#### Records of labeled points
______
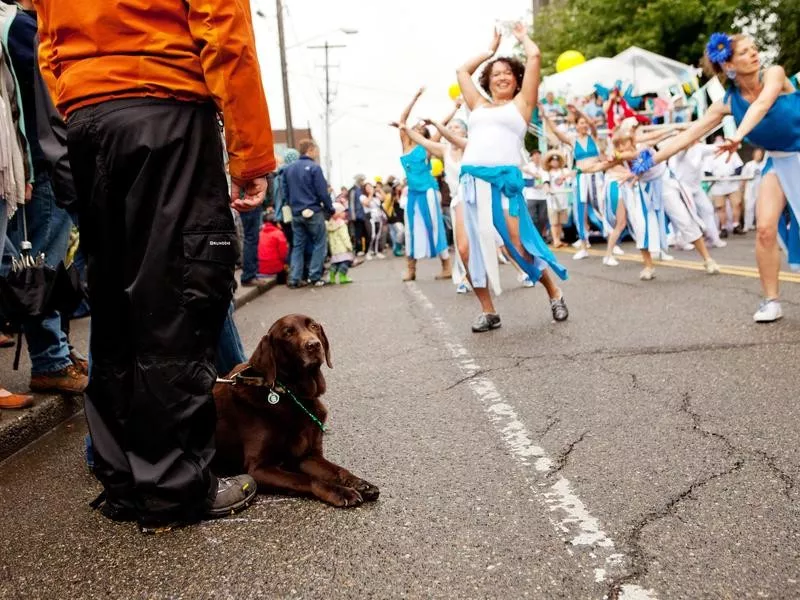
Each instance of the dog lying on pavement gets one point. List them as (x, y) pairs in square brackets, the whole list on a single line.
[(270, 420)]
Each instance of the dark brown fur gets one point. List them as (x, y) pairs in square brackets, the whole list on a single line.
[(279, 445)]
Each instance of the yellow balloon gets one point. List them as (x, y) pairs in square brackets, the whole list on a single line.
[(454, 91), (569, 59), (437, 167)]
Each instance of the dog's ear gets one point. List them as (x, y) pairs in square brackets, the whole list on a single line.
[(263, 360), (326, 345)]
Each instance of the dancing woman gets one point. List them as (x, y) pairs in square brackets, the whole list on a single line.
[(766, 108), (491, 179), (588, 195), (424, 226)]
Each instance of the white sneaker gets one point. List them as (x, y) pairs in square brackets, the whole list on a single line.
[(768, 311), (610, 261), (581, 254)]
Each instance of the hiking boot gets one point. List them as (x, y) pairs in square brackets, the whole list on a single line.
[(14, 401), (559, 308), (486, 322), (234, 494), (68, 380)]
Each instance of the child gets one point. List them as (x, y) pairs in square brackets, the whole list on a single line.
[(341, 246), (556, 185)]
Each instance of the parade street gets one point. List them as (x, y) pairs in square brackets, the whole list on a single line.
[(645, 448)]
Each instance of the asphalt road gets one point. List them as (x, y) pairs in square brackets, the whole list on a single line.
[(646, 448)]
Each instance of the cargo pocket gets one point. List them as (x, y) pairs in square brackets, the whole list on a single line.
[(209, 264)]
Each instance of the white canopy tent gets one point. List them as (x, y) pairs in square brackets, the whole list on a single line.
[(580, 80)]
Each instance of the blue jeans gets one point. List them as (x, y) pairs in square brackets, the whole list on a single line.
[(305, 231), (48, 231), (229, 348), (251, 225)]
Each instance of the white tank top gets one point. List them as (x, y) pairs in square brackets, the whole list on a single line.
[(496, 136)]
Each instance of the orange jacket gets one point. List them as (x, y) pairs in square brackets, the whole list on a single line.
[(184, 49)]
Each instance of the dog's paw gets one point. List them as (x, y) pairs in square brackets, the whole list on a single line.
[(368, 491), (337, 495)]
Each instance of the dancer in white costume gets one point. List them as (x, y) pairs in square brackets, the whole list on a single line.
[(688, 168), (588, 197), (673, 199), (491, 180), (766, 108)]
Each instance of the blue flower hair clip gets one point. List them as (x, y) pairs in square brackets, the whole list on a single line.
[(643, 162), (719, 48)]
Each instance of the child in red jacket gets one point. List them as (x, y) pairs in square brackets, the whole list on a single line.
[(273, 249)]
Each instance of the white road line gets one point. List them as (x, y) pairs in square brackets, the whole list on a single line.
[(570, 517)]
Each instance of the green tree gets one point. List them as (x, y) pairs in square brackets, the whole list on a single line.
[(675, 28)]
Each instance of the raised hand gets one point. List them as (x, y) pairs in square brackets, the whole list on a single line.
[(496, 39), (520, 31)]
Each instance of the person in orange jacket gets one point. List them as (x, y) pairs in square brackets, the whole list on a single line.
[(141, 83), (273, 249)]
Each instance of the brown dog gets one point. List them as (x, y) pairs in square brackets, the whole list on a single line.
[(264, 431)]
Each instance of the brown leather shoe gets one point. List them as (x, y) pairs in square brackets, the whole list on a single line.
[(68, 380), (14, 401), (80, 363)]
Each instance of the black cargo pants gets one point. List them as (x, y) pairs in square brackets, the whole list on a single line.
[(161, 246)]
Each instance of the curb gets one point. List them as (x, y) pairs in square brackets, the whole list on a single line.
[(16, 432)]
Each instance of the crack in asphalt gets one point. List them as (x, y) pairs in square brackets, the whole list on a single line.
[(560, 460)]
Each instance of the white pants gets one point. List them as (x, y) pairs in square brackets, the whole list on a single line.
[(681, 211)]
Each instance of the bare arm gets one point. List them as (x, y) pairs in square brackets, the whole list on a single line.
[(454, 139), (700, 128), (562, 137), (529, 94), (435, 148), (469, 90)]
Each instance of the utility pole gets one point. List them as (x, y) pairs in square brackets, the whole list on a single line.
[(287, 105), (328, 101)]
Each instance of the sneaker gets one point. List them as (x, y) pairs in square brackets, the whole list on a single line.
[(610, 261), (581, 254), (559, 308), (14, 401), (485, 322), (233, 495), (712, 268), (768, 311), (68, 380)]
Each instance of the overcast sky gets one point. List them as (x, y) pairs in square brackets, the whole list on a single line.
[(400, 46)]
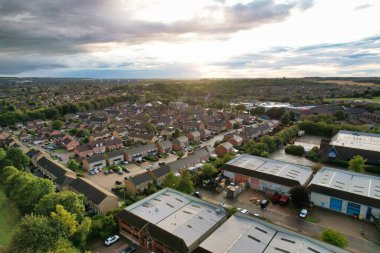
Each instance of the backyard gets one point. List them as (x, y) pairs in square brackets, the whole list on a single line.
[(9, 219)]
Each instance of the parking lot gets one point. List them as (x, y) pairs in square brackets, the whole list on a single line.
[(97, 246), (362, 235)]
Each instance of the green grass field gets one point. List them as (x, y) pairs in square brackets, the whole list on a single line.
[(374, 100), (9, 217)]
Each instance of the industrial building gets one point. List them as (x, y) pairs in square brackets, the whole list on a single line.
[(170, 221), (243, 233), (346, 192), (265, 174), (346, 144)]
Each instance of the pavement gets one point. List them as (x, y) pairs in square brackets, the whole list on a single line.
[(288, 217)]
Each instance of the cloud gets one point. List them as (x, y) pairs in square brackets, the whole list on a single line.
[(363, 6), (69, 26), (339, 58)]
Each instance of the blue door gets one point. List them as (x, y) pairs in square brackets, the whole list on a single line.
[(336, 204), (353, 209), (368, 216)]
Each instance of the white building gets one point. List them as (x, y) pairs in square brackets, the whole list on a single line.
______
#### Requirements
Write out all the rows again with "receives one point" put in place of "gets one point" everywhere, keeping everything else the same. Leave the pictures out.

#### Exercise output
Each instance of the dog lying on pavement receives one point. List them as (x, y) pairs in square brackets, the whole list on a single line.
[(270, 420)]
Each instance of the dark brown fur receives one point. List them as (x, y) pairs in square brackets, the whole list on a single line.
[(279, 445)]
Each instance of the yellow balloon receives one point. List them as (x, y) pairs in square brackets, the whole list on a single line.
[(454, 91), (569, 59), (437, 167)]
Each instance of the dog's ear receives one point. List them as (x, y) pairs in square brackets, the whole list on a single line.
[(263, 360), (326, 345)]
Each instance of the dancing woman receives one point. List them as (x, y) pairs in square brackets, the whole list on a single line.
[(766, 108), (491, 179), (588, 195), (424, 226)]
Each instance of the white sneaker receives one point. List them as (x, y) pairs in square brackets, the whole list on a single line.
[(768, 311), (610, 261), (581, 254)]
Each instance of the hiking boot receives one point. List them as (x, y) pairs in square brackets, the whole list on a single line.
[(14, 401), (559, 308), (486, 322), (234, 494), (68, 380)]
Each instance of the child receives one point. List them as (x, y) pairs in square brackets, the whole list on a single line.
[(341, 246), (556, 185)]
Each instance of the parade street receives one point. List them as (x, y) pairs in square brackets, the whole list on a single line.
[(645, 448)]
Each instance of the asphalt road receives one point. List them as (x, y) pairs in square brackets, the whole list on a single line.
[(646, 448)]
Each instance of the cargo pocket receives one point. List them as (x, y) pairs in square brackets, the whole list on a single line.
[(209, 264)]
Each instance of the white canopy tent receives one point. List them as (x, y) pairs in square brackets, the whole list on a single line.
[(580, 80)]
Each instance of the blue jeans receives one point. List them as (x, y) pairs in square brackets, the whole list on a single line.
[(305, 231), (48, 231), (229, 348), (251, 225)]
Each instance of the white tank top receives one point. List them as (x, y) pairs in square brackets, the whole list on a single line.
[(496, 136)]
Each instance of the orange jacket receives one point. List them as (x, y) pairs in square brackets, the whole list on a single line.
[(184, 49)]
Each instance of the dog's paw receives one point. List them as (x, y) pairs in square brackets, the whole list on a single line.
[(368, 491), (337, 495)]
Each instance of the dancer in white costume receives one point. List them as (x, y) pairs in square brackets, the whole list on a single line.
[(688, 168), (588, 197), (673, 199), (491, 180), (766, 108)]
Each instance of the blue flower hair clip receives one point. List them as (x, y) pairs in square brackets, the whole list on a single line.
[(643, 162), (719, 48)]
Each instance of the child in red jacket receives one point. List them as (x, y) pairs in square brackets, the whole list on a single line.
[(273, 249)]
Each instance of the white road line receives one point. List them as (x, y) pairs in square brackets, the whole list on a single line.
[(570, 517)]
Each instance of the green tree receives one point. List them as (x, y) pairs in square brackets, the whole list on a single line.
[(675, 28)]
Each instance of the raised hand receives one point. List them as (x, y) pairs in square brackets, the whole list on a single line.
[(496, 39), (520, 31)]
Each instance of the person in orange jacket receives one point. List them as (x, y) pairs in square brackets, the whole list on a single line.
[(141, 83), (273, 249)]
Each instance of the brown dog receives one point. List them as (x, y) pairs in square brackets, the whole list on a single line.
[(264, 431)]
Each instance of the brown leather shoe receives one point. List them as (x, y) pairs in square brackets, the whole list on a single line.
[(68, 380), (14, 401), (80, 363)]
Each instance of the black cargo pants receives one point. List them as (x, y) pairs in square brackets, the whole list on a single line.
[(161, 246)]
Each instance of the curb receives one point. List them as (x, y) pairs in square brackets, the whole list on a single line.
[(16, 432)]
Each instance of the crack in asphalt receives one point. List them as (x, y) pairs in square brackets, the whole list on a single line.
[(560, 460)]
Each instance of the white pants receives one point. List them as (x, y) pairs in square brackets, the whole list on a single line.
[(681, 211)]
Each instance of the bare arm receives one point. List them as (x, y) pairs in square brackets, the whole list on a single line.
[(454, 139), (700, 128), (562, 137), (529, 94), (435, 148), (469, 90)]
Each instance of the utility pole receives one point. List them as (x, y) pairs in square brackets, the whole list on a single line.
[(287, 105), (328, 101)]
Each instance of the sneaker receives one point. List them as (x, y) pairs in square brackets, the whole list on a single line.
[(610, 261), (581, 254), (559, 308), (14, 401), (485, 322), (233, 495), (712, 268), (768, 311), (68, 380)]
Each instance of the overcast sky receives one point. List them as (x, y) pairs in square brackets, the whole list on a single line.
[(400, 46)]
Each instance of the backyard receives one point. List them as (x, y) pairs in square brackets, the whole list on a single line.
[(9, 219)]
Each instance of the parking lot receives one point. List them as (x, y) pairs in square brackets, the whole list on a single line.
[(97, 246), (362, 235)]
Each instance of the green grass field receives one point. List them as (x, y) pairs in square brackets, the whole list on a single line.
[(374, 100), (9, 217)]
Each instance of the industrial building receives one point. List them as (x, y) pairs in square brackets, the whole list on a single line.
[(170, 221), (243, 233), (346, 192), (265, 174), (346, 144)]
Each instance of the pavement receives one point. List them as (x, y) pairs in square brackets, the whole list on a single line.
[(288, 217)]
Each instance of the cloud receives one point. List them as (x, y) pairs in square brackets, the whole list on a single line.
[(363, 6), (69, 26), (339, 58)]
Each instance of the blue door receives one point. List them as (x, y) pairs in square brackets, the whole list on a single line.
[(336, 204), (353, 209), (368, 216)]
Each instance of the white building receives one point. List them as (x, y) pairs in square brackets, the whole list on a single line.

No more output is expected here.